--- TEXT BLOCK ---

# Where do you want the wall cleanout?



## Njohneer (Apr 22, 2015)

Where do you want the wall cleanout? :donatello:

I design plumbing. I don't get to build it.

In a small commercial environment, like a medical office, childcare center or insurance office with just one restroom and a break room sink - where is the best location for a wall cleanout?


----------



## Plumbbum0203 (Dec 14, 2011)




----------



## Njohneer (Apr 22, 2015)

*Done.*

I read the rules.


----------



## plumbdrum (Nov 30, 2013)

Your here for 2 minutes and your going to give us the rules, Jeeesh your worse than an inspector .


----------



## GREENPLUM (Jul 27, 2008)

Humm, where does a wall clean-out go?


----------



## rjbphd (Feb 5, 2010)

Njohneer said:


> Where do you want the wall cleanout? :donatello:
> 
> I design plumbing. I don't get to build it.
> 
> In a small commercial environment, like a medical office, childcare center or insurance office with just one restroom and a break room sink - where is the best location for a wall cleanout?


On the wall...duhhhh


----------



## Gargalaxy (Aug 14, 2013)

......


----------



## plbgbiz (Aug 27, 2010)

Njohneer said:


> I read the rules.


I guess reading does not always equate to understanding. 

Where do we want the cleanout? If the PZ didn't have such a strong language filter, I would explain in detail where I would like to put one right now.


----------



## MACPLUMB777 (Jun 18, 2008)

I don't think he understands about posting a Introduction ! :thumbup:


----------



## plumbdrum (Nov 30, 2013)

I think we scared him off, ok back to the no primer debate


----------



## wyrickmech (Mar 16, 2013)

O God here we go again!


----------



## OpenSights (Mar 23, 2015)

Back to primer... purple for rough in, clear for finish... done it both ways.

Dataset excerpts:
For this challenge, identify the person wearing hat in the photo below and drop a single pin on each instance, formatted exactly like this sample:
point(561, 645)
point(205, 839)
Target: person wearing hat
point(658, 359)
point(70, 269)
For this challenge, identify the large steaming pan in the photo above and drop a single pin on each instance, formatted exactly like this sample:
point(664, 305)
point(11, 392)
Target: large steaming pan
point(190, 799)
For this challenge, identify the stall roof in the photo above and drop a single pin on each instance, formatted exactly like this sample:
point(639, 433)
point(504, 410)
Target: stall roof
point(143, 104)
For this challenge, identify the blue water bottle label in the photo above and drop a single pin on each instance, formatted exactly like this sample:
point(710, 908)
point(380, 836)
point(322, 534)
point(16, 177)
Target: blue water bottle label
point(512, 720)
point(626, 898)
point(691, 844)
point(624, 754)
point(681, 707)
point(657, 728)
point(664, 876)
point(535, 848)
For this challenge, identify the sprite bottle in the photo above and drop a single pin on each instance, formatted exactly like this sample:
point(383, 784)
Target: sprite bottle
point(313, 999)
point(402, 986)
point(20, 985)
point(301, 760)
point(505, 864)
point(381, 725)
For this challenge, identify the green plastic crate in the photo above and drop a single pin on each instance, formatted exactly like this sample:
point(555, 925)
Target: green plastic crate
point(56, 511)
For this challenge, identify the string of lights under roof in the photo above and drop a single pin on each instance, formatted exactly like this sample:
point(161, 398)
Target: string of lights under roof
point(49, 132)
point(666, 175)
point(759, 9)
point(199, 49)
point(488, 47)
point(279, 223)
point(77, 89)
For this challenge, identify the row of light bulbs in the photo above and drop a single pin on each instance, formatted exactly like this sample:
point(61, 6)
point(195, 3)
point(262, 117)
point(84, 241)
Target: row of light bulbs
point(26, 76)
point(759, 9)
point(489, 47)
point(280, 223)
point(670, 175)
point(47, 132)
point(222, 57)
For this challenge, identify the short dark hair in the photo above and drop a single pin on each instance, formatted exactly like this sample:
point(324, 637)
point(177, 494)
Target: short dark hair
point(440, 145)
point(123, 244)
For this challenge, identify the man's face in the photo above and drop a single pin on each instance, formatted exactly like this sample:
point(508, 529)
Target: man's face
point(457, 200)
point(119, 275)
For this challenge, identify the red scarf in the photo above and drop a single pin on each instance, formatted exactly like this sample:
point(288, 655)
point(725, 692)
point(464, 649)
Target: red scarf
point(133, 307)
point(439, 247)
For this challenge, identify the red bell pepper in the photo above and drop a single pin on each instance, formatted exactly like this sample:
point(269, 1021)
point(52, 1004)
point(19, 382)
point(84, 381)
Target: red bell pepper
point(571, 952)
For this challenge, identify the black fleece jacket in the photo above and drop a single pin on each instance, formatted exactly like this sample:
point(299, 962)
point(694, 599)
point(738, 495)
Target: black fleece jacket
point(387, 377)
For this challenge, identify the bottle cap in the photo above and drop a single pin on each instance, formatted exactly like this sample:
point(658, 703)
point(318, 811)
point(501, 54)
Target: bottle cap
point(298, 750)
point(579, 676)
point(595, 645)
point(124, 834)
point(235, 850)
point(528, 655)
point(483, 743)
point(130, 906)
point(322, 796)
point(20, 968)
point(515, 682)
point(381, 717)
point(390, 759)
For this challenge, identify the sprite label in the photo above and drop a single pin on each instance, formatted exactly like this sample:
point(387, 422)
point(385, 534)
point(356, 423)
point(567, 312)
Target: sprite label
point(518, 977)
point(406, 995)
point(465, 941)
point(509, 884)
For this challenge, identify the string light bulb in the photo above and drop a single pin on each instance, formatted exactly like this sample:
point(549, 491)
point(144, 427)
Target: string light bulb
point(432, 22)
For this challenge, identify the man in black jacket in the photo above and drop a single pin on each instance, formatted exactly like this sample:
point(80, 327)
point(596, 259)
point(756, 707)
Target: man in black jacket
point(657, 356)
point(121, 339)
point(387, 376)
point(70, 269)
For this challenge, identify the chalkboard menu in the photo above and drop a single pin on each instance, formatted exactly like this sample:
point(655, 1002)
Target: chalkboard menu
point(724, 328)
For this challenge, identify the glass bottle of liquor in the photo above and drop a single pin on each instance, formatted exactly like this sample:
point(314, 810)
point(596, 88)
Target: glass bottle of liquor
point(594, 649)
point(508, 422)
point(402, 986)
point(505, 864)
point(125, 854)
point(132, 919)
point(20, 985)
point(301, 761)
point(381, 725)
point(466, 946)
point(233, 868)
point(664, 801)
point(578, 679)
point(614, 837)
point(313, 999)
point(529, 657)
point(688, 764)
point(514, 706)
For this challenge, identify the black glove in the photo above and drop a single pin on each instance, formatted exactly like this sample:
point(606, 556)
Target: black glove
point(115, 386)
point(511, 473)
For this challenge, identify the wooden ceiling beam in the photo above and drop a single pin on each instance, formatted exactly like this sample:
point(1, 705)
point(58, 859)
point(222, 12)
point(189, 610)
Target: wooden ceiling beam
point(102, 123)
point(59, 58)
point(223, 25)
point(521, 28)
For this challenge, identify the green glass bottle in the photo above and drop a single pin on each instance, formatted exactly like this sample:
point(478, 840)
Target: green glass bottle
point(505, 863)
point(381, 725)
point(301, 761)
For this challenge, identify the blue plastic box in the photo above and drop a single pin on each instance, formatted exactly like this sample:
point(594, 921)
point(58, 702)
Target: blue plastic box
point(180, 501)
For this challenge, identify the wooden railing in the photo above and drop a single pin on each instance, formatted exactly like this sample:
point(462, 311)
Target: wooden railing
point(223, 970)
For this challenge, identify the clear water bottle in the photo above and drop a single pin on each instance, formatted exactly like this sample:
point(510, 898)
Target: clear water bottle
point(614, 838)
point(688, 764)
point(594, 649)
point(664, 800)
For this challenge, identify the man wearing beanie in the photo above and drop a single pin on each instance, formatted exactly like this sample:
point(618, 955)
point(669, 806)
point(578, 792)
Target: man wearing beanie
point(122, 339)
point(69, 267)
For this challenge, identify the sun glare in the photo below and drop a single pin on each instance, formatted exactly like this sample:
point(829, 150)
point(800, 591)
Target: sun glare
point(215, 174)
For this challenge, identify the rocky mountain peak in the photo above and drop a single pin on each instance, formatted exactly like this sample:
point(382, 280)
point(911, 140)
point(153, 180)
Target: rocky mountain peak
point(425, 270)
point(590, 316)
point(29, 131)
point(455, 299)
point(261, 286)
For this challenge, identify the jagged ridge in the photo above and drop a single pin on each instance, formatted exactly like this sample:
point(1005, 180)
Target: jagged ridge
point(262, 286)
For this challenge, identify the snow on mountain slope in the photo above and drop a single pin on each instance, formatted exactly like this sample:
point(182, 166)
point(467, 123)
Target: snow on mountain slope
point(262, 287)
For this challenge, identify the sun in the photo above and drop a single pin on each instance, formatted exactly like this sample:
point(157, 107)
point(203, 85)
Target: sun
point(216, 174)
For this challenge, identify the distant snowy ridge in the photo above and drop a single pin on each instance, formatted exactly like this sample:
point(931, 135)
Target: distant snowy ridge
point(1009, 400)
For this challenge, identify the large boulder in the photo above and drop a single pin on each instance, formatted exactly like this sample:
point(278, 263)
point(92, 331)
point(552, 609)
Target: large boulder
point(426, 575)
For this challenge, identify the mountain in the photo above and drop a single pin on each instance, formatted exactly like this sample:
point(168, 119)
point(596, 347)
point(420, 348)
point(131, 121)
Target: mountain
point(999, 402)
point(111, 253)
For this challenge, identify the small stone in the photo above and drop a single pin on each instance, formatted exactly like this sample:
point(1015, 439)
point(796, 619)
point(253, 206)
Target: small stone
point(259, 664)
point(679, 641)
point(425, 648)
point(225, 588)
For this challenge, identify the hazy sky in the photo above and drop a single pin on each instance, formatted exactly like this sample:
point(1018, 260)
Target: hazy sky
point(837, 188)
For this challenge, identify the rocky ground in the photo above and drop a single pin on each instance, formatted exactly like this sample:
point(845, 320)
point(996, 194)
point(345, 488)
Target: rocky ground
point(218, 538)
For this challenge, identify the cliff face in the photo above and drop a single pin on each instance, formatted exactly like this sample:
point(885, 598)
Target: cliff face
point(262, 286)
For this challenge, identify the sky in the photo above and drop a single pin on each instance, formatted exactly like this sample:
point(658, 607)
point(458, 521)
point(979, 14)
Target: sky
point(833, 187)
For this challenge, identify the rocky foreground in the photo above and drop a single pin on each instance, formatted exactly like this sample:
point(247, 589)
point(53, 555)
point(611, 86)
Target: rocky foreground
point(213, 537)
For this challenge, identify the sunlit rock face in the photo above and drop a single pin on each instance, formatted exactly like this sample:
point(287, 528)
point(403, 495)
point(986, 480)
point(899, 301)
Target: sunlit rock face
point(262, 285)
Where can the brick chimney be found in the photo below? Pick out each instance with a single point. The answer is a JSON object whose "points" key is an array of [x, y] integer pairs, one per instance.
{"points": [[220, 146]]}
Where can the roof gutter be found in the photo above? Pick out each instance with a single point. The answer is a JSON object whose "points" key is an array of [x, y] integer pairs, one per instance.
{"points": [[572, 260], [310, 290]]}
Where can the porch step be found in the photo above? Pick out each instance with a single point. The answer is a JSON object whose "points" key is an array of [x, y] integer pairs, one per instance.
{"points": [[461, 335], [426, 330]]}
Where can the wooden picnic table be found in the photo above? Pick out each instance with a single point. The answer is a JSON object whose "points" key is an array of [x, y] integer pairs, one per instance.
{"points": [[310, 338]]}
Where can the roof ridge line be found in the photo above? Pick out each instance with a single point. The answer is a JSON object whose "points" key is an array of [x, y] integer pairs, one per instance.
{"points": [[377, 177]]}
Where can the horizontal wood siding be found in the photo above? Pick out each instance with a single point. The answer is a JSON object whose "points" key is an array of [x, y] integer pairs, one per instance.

--- PROBLEM SET ---
1. Answer these questions about the cleanout thread:
(a) Which three kinds of small commercial settings does the opening post list?
(b) According to the final post, which primer color is used for rough in, and which for finish?
(c) What debate does plumbdrum suggest going back to?
2. In the cleanout thread, copy the passage that begins at the words "Your here for" and stops after "wall clean-out go?".

--- RESULTS FOR THE EXERCISE ---
1.
(a) A medical office, a childcare center and an insurance office.
(b) Purple for rough in, clear for finish.
(c) The no primer debate.

2.
Your here for 2 minutes and your going to give us the rules, Jeeesh your worse than an inspector .


----------



## GREENPLUM (Jul 27, 2008)

Humm, where does a wall clean-out go?